▸ Set task
Please count the lines in the entries below that contain the string "Give", and reply with that number alone.

-- Data for this task start --

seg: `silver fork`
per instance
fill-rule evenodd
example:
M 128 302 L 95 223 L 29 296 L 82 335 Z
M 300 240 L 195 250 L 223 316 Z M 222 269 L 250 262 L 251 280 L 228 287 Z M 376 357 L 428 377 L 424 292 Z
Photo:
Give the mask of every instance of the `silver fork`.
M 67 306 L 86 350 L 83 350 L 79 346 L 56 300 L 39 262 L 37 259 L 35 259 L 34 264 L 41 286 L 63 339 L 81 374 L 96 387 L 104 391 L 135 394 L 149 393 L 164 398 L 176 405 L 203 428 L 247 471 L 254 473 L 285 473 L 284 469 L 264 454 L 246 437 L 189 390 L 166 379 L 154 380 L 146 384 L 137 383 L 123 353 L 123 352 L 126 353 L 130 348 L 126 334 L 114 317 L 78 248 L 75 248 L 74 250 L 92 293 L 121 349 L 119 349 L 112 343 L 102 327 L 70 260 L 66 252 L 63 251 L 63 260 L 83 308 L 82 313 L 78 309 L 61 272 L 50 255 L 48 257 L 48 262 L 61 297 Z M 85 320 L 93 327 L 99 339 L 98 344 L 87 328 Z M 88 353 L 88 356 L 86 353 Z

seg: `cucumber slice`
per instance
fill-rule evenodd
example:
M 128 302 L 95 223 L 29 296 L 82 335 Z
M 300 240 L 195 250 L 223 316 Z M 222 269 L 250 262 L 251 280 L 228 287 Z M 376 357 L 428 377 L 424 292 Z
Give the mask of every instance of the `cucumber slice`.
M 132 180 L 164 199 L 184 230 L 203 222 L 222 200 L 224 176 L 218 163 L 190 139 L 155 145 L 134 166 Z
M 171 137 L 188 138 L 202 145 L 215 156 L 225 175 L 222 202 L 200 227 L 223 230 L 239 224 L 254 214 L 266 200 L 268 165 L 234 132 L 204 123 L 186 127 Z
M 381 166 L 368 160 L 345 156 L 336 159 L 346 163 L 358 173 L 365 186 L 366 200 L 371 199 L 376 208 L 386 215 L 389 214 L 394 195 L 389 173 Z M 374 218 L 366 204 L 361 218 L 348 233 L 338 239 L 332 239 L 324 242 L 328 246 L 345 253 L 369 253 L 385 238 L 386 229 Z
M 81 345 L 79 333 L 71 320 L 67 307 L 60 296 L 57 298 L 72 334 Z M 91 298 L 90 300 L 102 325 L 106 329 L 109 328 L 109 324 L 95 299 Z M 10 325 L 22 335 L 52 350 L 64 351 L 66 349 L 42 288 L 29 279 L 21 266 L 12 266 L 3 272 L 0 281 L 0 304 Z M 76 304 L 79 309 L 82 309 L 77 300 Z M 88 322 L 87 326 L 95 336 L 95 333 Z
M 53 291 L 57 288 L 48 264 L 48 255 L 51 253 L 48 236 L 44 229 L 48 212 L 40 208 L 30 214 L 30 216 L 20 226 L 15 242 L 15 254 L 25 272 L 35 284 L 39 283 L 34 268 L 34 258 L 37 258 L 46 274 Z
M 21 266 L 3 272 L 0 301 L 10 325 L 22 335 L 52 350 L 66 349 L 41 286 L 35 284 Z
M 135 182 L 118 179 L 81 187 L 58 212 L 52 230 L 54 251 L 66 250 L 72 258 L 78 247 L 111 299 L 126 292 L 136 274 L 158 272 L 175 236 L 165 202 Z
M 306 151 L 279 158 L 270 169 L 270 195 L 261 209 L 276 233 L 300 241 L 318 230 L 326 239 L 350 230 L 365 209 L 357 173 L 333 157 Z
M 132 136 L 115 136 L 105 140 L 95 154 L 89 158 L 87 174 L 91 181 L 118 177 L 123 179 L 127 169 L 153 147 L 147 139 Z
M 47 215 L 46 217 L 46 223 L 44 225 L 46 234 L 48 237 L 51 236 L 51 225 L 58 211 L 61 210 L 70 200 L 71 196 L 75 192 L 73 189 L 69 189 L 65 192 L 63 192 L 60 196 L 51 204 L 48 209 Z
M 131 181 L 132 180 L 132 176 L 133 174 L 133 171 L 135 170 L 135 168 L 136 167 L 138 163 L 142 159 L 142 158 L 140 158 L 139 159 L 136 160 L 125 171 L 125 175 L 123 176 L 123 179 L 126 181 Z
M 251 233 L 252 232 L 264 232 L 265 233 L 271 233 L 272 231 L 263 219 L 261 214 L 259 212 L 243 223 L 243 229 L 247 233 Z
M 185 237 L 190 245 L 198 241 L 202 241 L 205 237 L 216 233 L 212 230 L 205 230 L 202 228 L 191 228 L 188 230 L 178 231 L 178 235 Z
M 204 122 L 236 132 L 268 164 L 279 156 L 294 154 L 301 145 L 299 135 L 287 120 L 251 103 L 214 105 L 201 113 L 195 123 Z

-- Data for this task end --

▸ The result
2